## Required work
Reproduce the records below word for word, leaving out the pictures.
# Material supplied start
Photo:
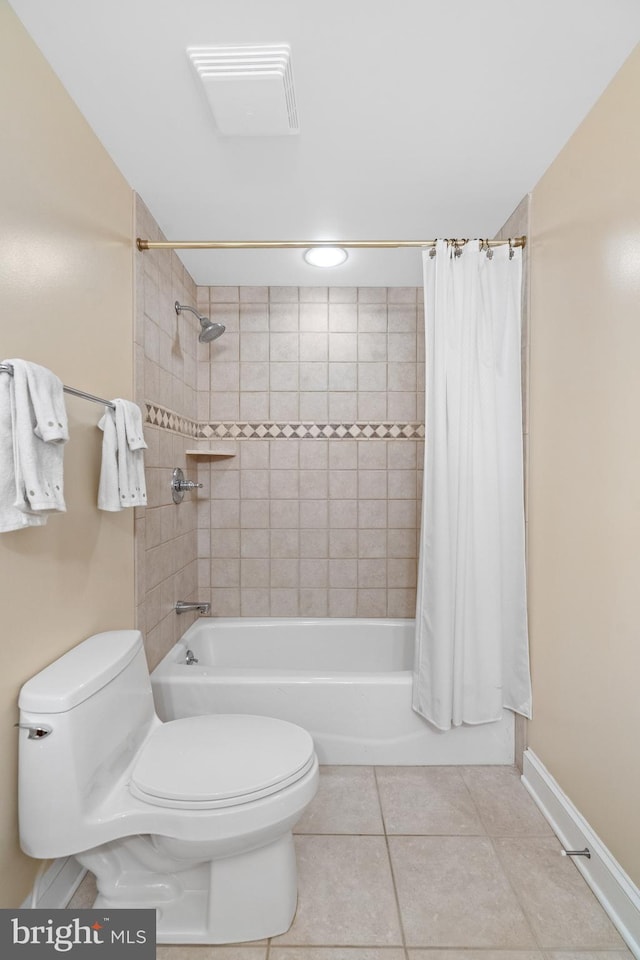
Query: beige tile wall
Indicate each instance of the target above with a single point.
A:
(312, 527)
(288, 527)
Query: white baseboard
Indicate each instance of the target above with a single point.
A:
(614, 889)
(57, 884)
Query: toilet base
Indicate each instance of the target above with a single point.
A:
(248, 896)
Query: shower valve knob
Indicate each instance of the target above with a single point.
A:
(179, 485)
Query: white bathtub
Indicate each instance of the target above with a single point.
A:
(348, 682)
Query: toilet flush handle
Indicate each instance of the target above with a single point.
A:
(36, 732)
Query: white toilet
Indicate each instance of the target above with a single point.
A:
# Material supplied end
## Exercise output
Photo:
Query: beige tile wall
Indicate each instance of the target above with a single point.
A:
(312, 527)
(288, 527)
Query: white baseboard
Indicate each instance of the target above with a single point.
A:
(614, 889)
(57, 884)
Query: toilet base
Indicate each instance of the target above with a single point.
A:
(248, 896)
Query: shower valve knob
Indicate each instance of the target above with a single point.
A:
(179, 485)
Query: white bathtub
Indicate each instance of the target above with a single point.
A:
(348, 682)
Query: toilet flush handle
Indicate each instance of the target above with a single point.
A:
(36, 732)
Query: white toilet
Indicate each instance of the target above with a single point.
A:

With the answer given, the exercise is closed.